■ Prompt
Scan the records beneath this line for the line holding "the lamp post" and the line holding "the street cleaner worker", then transcribe exactly those two and all lines between.

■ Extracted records
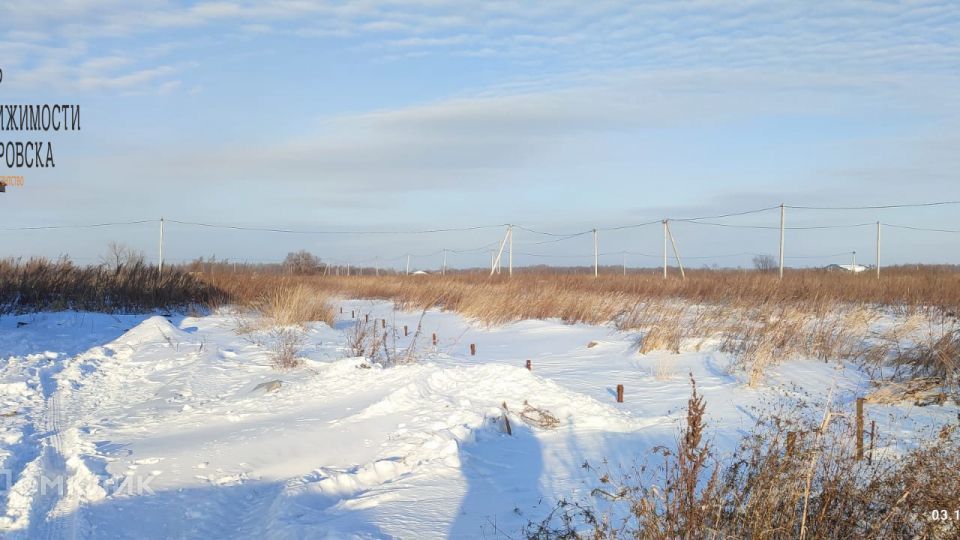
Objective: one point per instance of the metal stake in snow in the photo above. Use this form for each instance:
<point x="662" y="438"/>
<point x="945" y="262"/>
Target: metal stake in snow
<point x="596" y="255"/>
<point x="160" y="265"/>
<point x="783" y="217"/>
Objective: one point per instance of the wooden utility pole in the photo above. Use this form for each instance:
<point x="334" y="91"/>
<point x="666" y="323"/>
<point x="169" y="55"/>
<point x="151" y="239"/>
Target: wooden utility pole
<point x="160" y="265"/>
<point x="510" y="234"/>
<point x="675" y="252"/>
<point x="596" y="254"/>
<point x="783" y="217"/>
<point x="664" y="249"/>
<point x="878" y="250"/>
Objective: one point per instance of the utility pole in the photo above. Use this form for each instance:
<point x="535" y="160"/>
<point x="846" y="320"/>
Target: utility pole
<point x="664" y="249"/>
<point x="596" y="255"/>
<point x="496" y="263"/>
<point x="160" y="265"/>
<point x="783" y="217"/>
<point x="878" y="250"/>
<point x="676" y="253"/>
<point x="510" y="234"/>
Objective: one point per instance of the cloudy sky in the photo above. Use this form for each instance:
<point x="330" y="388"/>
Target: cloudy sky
<point x="560" y="116"/>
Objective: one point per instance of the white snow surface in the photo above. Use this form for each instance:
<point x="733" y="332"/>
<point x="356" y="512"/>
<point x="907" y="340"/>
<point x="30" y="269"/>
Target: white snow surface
<point x="139" y="426"/>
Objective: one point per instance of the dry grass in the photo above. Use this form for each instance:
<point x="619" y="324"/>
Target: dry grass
<point x="788" y="479"/>
<point x="45" y="285"/>
<point x="287" y="343"/>
<point x="296" y="304"/>
<point x="758" y="319"/>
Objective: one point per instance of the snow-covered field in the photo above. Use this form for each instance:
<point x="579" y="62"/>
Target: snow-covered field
<point x="153" y="427"/>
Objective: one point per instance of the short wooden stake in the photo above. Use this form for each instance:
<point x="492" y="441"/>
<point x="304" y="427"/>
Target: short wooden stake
<point x="859" y="428"/>
<point x="506" y="419"/>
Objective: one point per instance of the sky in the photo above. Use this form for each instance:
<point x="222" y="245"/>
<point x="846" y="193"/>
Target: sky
<point x="559" y="117"/>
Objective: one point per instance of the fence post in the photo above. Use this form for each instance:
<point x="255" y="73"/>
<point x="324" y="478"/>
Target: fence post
<point x="859" y="428"/>
<point x="783" y="217"/>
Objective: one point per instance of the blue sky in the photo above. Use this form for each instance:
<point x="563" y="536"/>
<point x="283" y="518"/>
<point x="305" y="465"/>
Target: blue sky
<point x="561" y="116"/>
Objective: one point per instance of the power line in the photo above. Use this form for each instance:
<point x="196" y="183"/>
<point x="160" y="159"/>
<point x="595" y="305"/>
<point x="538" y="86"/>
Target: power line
<point x="774" y="227"/>
<point x="875" y="207"/>
<point x="86" y="226"/>
<point x="919" y="228"/>
<point x="294" y="231"/>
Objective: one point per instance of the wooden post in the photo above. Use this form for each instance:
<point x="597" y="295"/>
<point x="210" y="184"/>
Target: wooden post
<point x="783" y="216"/>
<point x="510" y="258"/>
<point x="878" y="250"/>
<point x="675" y="252"/>
<point x="859" y="428"/>
<point x="596" y="254"/>
<point x="496" y="263"/>
<point x="160" y="265"/>
<point x="664" y="249"/>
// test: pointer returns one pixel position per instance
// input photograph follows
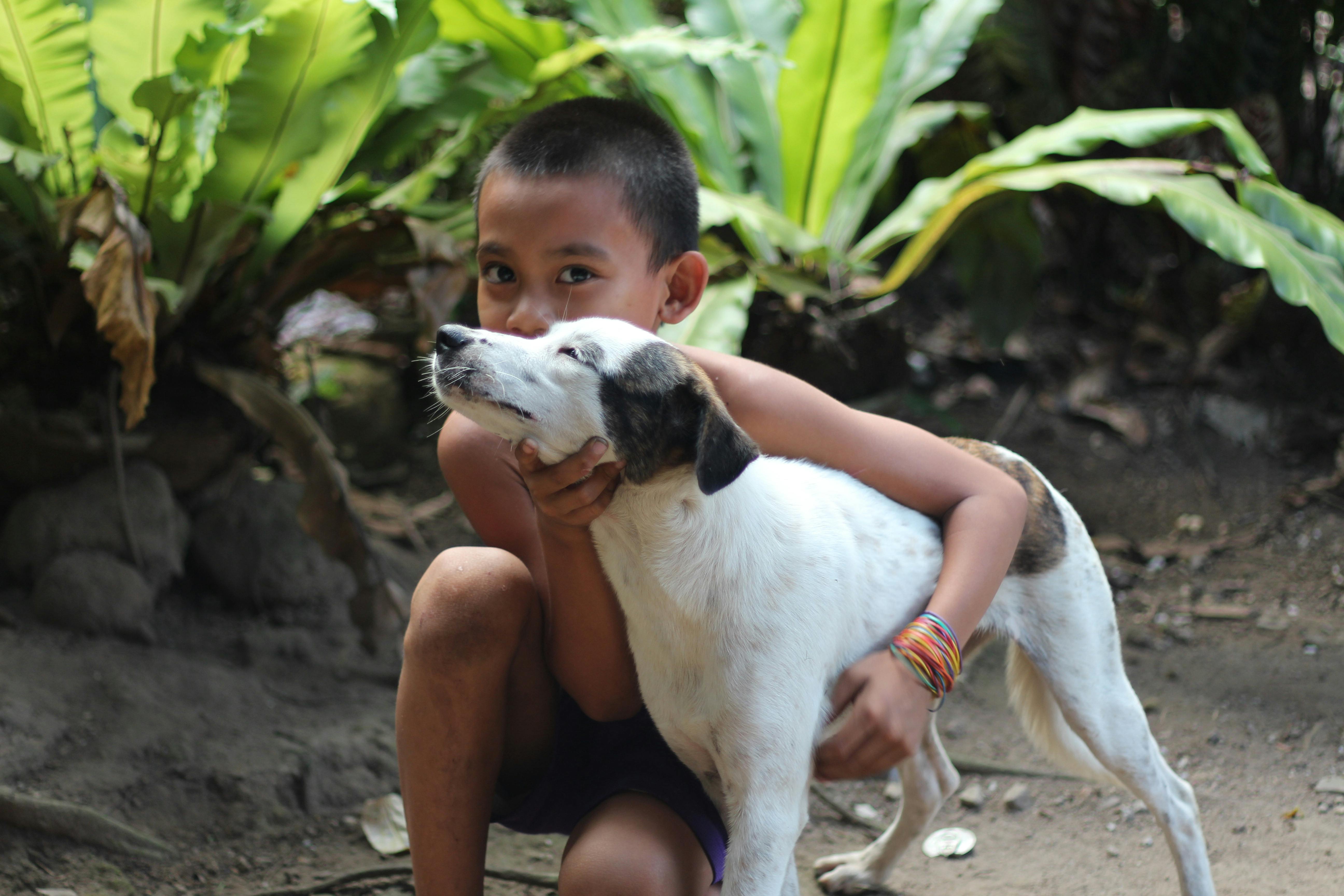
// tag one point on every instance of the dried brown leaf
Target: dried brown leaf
(115, 285)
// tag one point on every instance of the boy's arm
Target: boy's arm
(585, 631)
(982, 511)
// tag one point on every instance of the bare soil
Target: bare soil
(250, 749)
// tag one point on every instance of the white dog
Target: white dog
(749, 584)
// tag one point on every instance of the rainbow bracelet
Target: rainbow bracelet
(932, 651)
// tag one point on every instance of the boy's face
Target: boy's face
(556, 249)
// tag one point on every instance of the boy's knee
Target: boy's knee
(471, 605)
(634, 845)
(623, 870)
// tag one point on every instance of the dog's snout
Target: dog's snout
(452, 338)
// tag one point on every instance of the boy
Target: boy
(518, 699)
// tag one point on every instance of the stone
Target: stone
(87, 516)
(97, 593)
(972, 797)
(1237, 421)
(252, 547)
(1018, 799)
(1331, 785)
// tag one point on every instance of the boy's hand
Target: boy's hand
(572, 492)
(889, 720)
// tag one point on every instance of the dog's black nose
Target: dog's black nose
(452, 338)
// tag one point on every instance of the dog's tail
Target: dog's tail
(1030, 695)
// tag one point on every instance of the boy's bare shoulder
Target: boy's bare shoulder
(740, 381)
(467, 452)
(760, 395)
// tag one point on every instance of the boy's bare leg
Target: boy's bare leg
(475, 706)
(635, 845)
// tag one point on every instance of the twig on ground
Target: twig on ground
(846, 816)
(119, 468)
(1010, 417)
(972, 766)
(404, 870)
(77, 823)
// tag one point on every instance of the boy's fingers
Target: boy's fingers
(572, 469)
(589, 491)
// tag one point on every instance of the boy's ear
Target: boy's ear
(685, 279)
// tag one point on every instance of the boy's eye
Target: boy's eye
(576, 275)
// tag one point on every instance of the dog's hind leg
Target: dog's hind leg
(765, 797)
(928, 780)
(1068, 682)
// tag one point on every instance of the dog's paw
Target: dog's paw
(845, 874)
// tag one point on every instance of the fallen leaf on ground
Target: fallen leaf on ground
(384, 821)
(1111, 543)
(115, 285)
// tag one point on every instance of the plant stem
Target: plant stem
(150, 180)
(71, 158)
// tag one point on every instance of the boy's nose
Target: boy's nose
(452, 338)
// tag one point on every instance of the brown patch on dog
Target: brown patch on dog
(662, 410)
(1042, 545)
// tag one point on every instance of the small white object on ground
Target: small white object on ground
(1331, 785)
(972, 797)
(1018, 799)
(867, 812)
(949, 843)
(384, 821)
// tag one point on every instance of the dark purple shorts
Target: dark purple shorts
(593, 761)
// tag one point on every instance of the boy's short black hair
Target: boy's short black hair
(621, 140)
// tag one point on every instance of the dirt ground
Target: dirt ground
(250, 749)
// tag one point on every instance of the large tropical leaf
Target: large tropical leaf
(518, 42)
(1080, 134)
(682, 92)
(439, 90)
(838, 53)
(721, 319)
(29, 163)
(1197, 202)
(351, 108)
(656, 47)
(751, 85)
(1311, 225)
(44, 49)
(136, 41)
(929, 41)
(754, 215)
(276, 104)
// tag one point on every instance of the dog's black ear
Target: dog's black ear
(722, 448)
(662, 410)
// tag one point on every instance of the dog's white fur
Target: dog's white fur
(745, 605)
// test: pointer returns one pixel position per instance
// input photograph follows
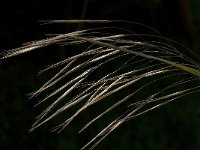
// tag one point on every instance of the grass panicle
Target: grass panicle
(112, 60)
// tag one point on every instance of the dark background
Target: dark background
(175, 126)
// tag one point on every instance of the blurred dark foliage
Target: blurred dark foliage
(175, 126)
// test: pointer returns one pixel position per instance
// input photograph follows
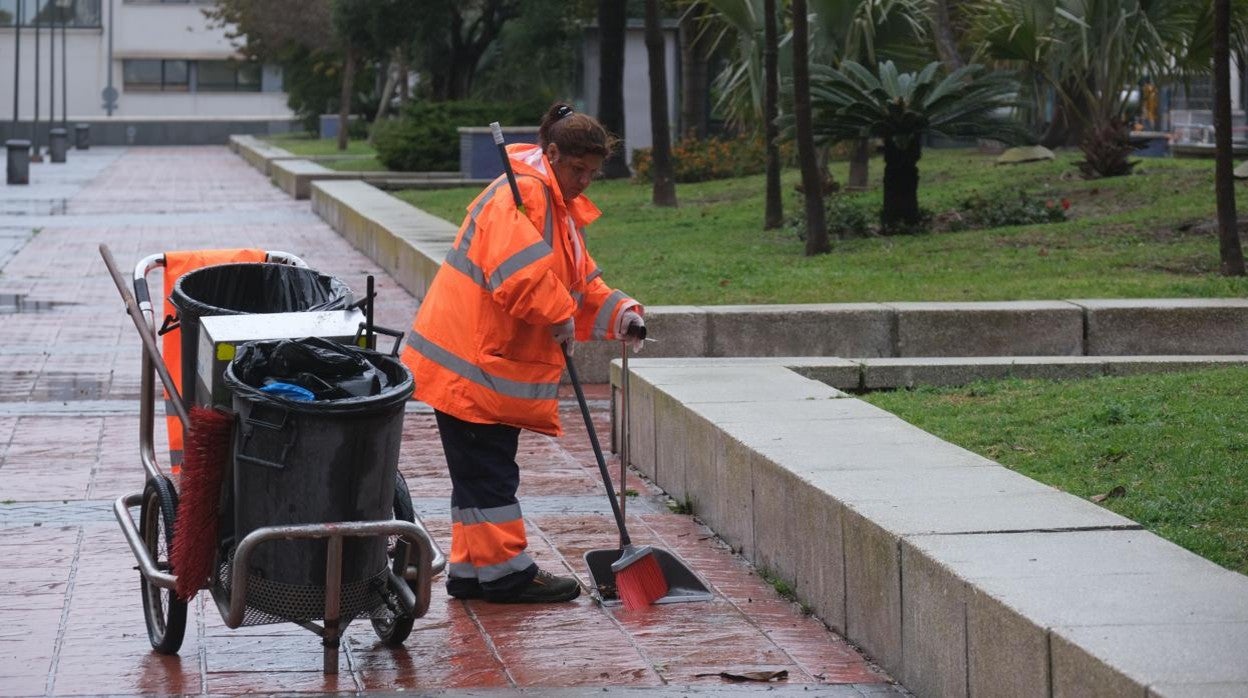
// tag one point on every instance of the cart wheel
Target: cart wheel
(392, 627)
(162, 611)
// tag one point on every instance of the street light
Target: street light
(64, 5)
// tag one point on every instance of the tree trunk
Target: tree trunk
(900, 185)
(694, 73)
(811, 181)
(774, 215)
(664, 192)
(1231, 252)
(404, 70)
(612, 19)
(348, 85)
(387, 91)
(860, 160)
(945, 36)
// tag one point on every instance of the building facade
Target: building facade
(142, 65)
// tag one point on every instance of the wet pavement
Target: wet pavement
(71, 619)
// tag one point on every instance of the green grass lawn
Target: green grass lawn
(1174, 443)
(1126, 237)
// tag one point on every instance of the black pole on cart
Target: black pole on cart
(370, 335)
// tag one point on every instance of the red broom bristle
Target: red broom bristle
(640, 583)
(195, 530)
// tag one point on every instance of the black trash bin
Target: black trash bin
(327, 460)
(246, 289)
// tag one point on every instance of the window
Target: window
(155, 75)
(46, 13)
(190, 76)
(227, 76)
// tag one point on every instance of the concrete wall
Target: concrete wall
(956, 575)
(899, 330)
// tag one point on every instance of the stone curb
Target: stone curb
(258, 154)
(899, 330)
(957, 575)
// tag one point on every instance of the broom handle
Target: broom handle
(624, 417)
(598, 450)
(497, 131)
(145, 335)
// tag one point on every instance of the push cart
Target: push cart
(323, 601)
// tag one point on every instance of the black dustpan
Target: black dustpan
(683, 584)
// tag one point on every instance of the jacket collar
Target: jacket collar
(528, 159)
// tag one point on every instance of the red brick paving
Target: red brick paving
(70, 612)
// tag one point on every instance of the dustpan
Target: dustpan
(683, 583)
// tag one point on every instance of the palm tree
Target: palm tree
(612, 23)
(811, 180)
(664, 192)
(773, 216)
(900, 108)
(1228, 229)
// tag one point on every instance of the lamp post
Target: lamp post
(16, 63)
(34, 129)
(65, 60)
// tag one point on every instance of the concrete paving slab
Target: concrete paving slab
(989, 329)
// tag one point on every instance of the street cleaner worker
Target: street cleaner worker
(484, 347)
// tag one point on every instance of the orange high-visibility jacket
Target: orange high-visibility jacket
(481, 347)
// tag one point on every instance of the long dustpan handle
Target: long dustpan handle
(598, 450)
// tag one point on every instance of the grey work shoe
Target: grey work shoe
(544, 588)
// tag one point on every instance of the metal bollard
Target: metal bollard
(19, 161)
(58, 142)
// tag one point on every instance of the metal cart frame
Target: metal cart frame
(414, 557)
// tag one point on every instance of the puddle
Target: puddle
(18, 304)
(34, 206)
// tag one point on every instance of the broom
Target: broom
(205, 450)
(639, 580)
(195, 530)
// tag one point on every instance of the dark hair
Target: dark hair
(575, 134)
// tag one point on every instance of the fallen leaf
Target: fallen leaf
(1118, 491)
(780, 674)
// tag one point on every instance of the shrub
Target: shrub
(845, 216)
(1011, 210)
(426, 136)
(699, 160)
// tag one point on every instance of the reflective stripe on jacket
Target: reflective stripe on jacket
(481, 347)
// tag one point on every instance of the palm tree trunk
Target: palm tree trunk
(773, 216)
(612, 19)
(860, 159)
(694, 71)
(811, 181)
(348, 85)
(664, 192)
(900, 185)
(1231, 252)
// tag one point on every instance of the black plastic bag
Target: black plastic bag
(328, 370)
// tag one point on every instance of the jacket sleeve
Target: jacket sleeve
(516, 260)
(602, 310)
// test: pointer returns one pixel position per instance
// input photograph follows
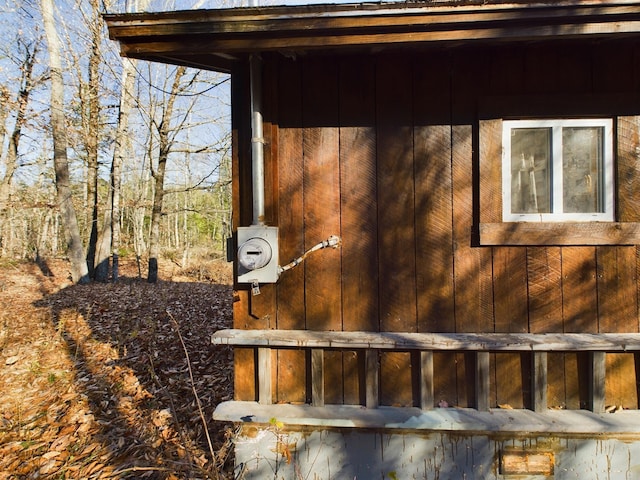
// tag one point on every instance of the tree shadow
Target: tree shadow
(124, 341)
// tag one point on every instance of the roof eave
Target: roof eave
(217, 39)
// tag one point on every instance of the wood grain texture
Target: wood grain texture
(321, 206)
(291, 369)
(396, 224)
(358, 210)
(434, 217)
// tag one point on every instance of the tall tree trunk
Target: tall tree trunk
(9, 159)
(164, 148)
(79, 270)
(121, 146)
(97, 260)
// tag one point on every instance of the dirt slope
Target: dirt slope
(94, 380)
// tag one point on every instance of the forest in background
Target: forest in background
(135, 154)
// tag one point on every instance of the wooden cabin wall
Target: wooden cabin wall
(384, 150)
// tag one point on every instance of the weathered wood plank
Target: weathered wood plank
(434, 234)
(358, 194)
(426, 380)
(403, 341)
(321, 206)
(482, 383)
(265, 386)
(473, 281)
(617, 312)
(290, 313)
(534, 233)
(317, 377)
(539, 382)
(396, 220)
(372, 383)
(597, 375)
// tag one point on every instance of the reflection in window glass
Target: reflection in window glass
(582, 169)
(530, 170)
(558, 170)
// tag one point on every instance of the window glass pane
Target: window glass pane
(582, 154)
(530, 170)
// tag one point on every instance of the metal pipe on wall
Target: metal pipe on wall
(257, 139)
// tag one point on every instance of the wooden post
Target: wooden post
(596, 381)
(317, 377)
(372, 361)
(539, 382)
(264, 376)
(482, 381)
(426, 380)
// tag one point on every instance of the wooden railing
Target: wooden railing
(479, 344)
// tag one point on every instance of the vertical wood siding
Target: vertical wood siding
(387, 151)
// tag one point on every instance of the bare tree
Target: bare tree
(9, 158)
(166, 137)
(79, 270)
(120, 149)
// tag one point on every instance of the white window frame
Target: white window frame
(557, 215)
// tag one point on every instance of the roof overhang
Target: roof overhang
(218, 39)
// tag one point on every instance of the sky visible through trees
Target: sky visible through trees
(194, 136)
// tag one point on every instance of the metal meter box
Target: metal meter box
(258, 254)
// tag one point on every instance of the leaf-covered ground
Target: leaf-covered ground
(94, 379)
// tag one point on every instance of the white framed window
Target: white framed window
(557, 170)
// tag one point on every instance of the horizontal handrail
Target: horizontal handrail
(480, 344)
(489, 342)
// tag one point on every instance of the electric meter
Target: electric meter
(257, 254)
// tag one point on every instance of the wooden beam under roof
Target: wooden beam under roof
(217, 39)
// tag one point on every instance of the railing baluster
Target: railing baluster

■ Exercise solution
// tag one point on every instance of the lamp post
Target: lamp post
(16, 63)
(34, 129)
(65, 60)
// tag one point on every instance of the concrete paving slab
Target: concrete paving slab
(989, 329)
// tag one point on every instance of the street cleaner worker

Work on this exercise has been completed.